Requirements:
1. From the article on zero-interest-rate policy, list each economic perspective on interest rates that it names.
2. Quote the article on zero-interest-rate policy word for word, from "Understanding interest rates" to "the time factor.".

=== Reading passage ===

Today King World News is featuring a piece by a man whose recently released masterpiece has been praised around the world, and also recognized as some of the most unique work in the gold market. Below is the latest exclusive KWN piece by Ronald-Peter Stoeferle of Incrementum AG out of Liechtenstein.
By Ronald-Peter Stoeferle, Incrementum AG Liechtenstein
November 11 (King World News) – The Unseen Consequences of Zero-Interest-Rate Policy – Short-term vs. long-term effects of economic policies
In a dynamic economy, an action not only triggers just one effect, but always an entire series of different consequences. While the cause of the first effect is easily recognizable, the other effects often occur only later and no such recognition occurs. Frédéric Bastiat described this phenomenon in 1850 in his ground-breaking essay “What Is Seen and What is Not Seen”:
In the economic sphere, an act, a habit, an institution, a law produces not only one effect, but a series of effects. Of these effects, the first alone is immediate; it appears simultaneously with its cause; it is seen. The other effects emerge only subsequently; they are not seen; we are fortunate if we foresee them …
There is only one difference between a bad economist and a good one: the bad economist confines himself to the visible effect; the good economist takes into account both the effect that can be seen and those effects that must be foreseen. Yet this difference is tremendous; for it is almost always the case that when the immediate consequence is favorable, the later consequences are disastrous, and vice versa. Hence it follows that the bad economist pursues a small present good that will be followed by a great evil, while the good economist pursues a great good to come, at the risk of a small present evil.
Understanding interest rates
A similar phenomenon can be seen with the consequences of artificially suppressed interest rates and monetary stimulus: in the short term, they appear to have positive effects, the long-term effects are, however, disastrous. In order to understand why, it appears helpful to reflect the “Austrian” perspective on interest rates, which distinguishes itself from the classical and neoclassical as well as Keynesian perspectives by attaching central importance to the time factor.

=== Information shown ===

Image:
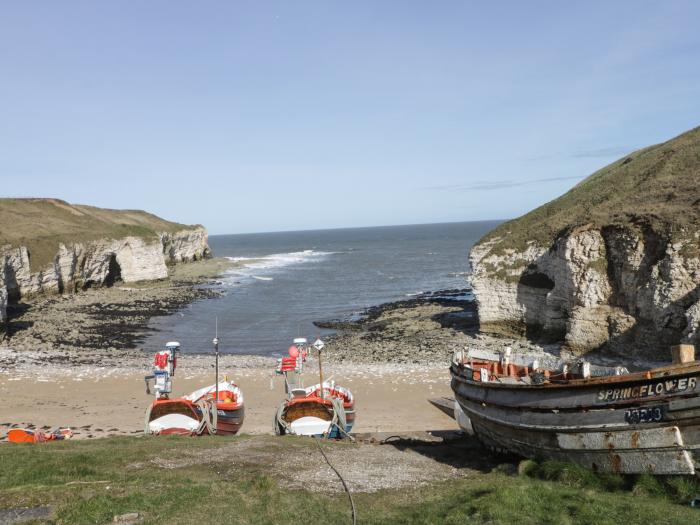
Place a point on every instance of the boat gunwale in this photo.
(654, 373)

===

Exercise answers:
1. "Austrian", classical, neoclassical, Keynesian

2.
Understanding interest rates
A similar phenomenon can be seen with the consequences of artificially suppressed interest rates and monetary stimulus: in the short term, they appear to have positive effects, the long-term effects are, however, disastrous. In order to understand why, it appears helpful to reflect the “Austrian” perspective on interest rates, which distinguishes itself from the classical and neoclassical as well as Keynesian perspectives by attaching central importance to the time factor.